* **WORK INSTRUCTION**
Where the word "traffic" occurs in a line of the data, return the whole line.

[Excerpts from a dataset]
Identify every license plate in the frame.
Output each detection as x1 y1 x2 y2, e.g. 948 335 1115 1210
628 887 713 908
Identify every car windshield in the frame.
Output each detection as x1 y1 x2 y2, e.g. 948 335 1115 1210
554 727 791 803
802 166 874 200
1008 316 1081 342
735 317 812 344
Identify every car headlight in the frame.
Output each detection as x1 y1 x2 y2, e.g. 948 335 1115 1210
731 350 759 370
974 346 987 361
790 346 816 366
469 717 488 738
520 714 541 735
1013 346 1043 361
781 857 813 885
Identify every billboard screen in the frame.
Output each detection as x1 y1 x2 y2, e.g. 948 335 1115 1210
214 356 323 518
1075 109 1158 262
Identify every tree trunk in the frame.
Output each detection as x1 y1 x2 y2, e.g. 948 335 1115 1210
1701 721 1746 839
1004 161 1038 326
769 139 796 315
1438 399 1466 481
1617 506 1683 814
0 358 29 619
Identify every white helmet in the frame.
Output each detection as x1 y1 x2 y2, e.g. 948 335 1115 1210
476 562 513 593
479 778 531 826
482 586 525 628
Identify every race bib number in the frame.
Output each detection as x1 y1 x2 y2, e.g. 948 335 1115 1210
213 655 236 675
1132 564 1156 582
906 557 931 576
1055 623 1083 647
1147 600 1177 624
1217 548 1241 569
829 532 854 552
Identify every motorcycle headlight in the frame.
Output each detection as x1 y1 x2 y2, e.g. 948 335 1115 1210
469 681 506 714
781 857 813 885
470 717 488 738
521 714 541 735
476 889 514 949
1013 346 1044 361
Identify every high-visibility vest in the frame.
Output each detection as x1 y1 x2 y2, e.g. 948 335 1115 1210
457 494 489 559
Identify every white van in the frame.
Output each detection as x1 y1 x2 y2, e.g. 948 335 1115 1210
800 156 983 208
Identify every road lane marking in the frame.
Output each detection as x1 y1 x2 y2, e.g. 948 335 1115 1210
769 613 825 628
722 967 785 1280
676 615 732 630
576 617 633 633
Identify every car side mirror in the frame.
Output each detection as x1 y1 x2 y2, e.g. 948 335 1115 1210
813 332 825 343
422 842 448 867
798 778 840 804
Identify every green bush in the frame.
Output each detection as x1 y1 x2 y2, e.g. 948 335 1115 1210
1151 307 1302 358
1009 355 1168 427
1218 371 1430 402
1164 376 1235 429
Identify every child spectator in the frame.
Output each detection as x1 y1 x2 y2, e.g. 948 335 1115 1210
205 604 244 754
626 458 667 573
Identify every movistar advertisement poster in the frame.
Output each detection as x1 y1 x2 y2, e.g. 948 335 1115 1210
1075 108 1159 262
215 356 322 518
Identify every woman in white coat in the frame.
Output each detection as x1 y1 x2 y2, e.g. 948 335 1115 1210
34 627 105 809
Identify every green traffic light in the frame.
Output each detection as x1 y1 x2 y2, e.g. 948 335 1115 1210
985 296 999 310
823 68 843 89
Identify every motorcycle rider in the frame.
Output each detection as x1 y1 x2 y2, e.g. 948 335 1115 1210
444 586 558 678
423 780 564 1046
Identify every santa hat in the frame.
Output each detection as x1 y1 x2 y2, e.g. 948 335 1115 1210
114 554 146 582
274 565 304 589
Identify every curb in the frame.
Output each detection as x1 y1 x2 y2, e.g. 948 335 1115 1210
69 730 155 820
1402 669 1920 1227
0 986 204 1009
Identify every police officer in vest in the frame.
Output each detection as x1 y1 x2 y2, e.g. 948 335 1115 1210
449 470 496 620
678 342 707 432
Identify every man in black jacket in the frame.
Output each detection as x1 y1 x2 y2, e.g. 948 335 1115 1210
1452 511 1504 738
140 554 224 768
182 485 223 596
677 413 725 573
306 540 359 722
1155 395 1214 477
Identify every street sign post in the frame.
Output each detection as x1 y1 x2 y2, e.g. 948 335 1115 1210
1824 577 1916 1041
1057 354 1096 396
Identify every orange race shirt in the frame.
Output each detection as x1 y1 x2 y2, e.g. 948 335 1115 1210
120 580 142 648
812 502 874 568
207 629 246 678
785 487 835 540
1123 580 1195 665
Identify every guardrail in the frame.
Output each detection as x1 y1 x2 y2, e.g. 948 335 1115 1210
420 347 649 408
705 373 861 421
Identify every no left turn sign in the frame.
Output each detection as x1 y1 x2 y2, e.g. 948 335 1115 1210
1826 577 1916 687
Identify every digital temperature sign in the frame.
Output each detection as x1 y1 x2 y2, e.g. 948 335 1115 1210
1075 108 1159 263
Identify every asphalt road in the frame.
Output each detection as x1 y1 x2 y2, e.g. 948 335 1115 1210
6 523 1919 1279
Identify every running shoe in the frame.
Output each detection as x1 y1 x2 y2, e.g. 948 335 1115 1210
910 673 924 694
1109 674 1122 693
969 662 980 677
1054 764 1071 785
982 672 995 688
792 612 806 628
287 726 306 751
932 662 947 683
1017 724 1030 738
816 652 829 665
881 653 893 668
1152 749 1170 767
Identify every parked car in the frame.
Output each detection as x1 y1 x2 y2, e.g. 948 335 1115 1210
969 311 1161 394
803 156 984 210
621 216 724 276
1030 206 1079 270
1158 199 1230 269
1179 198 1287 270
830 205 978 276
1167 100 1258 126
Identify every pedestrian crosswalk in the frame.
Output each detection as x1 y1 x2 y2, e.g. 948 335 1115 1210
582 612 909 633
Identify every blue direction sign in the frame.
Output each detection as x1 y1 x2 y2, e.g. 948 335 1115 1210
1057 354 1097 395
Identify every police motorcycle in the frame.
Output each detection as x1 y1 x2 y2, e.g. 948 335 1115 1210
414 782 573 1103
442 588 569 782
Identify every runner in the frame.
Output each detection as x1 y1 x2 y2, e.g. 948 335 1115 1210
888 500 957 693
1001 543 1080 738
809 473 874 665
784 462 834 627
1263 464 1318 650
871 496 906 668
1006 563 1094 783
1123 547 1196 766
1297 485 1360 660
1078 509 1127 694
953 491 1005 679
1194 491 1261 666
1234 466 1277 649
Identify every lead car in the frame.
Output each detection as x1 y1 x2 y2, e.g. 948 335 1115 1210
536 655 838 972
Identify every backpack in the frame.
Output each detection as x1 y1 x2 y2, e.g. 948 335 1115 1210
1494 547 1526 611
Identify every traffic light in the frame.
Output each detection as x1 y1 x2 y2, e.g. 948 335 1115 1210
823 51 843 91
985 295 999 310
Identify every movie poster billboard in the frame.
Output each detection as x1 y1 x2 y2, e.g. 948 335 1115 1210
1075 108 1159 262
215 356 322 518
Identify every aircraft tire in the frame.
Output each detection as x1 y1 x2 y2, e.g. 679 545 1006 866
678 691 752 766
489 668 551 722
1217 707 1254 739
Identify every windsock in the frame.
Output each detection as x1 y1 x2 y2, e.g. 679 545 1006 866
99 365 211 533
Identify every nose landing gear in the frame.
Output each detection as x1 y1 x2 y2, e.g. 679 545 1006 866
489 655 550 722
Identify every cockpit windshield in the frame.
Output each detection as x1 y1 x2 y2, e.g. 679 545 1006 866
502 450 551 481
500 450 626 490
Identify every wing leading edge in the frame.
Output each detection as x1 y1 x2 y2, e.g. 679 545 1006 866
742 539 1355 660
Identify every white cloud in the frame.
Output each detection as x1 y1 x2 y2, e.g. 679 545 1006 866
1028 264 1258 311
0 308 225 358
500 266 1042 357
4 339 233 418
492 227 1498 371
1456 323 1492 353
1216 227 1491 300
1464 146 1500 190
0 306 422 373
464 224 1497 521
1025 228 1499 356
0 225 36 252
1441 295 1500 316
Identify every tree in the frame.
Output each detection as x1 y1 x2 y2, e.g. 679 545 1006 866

* **ANSWER SPACE**
Identify every green traffic light in the frame.
Identify every traffic light in the frame.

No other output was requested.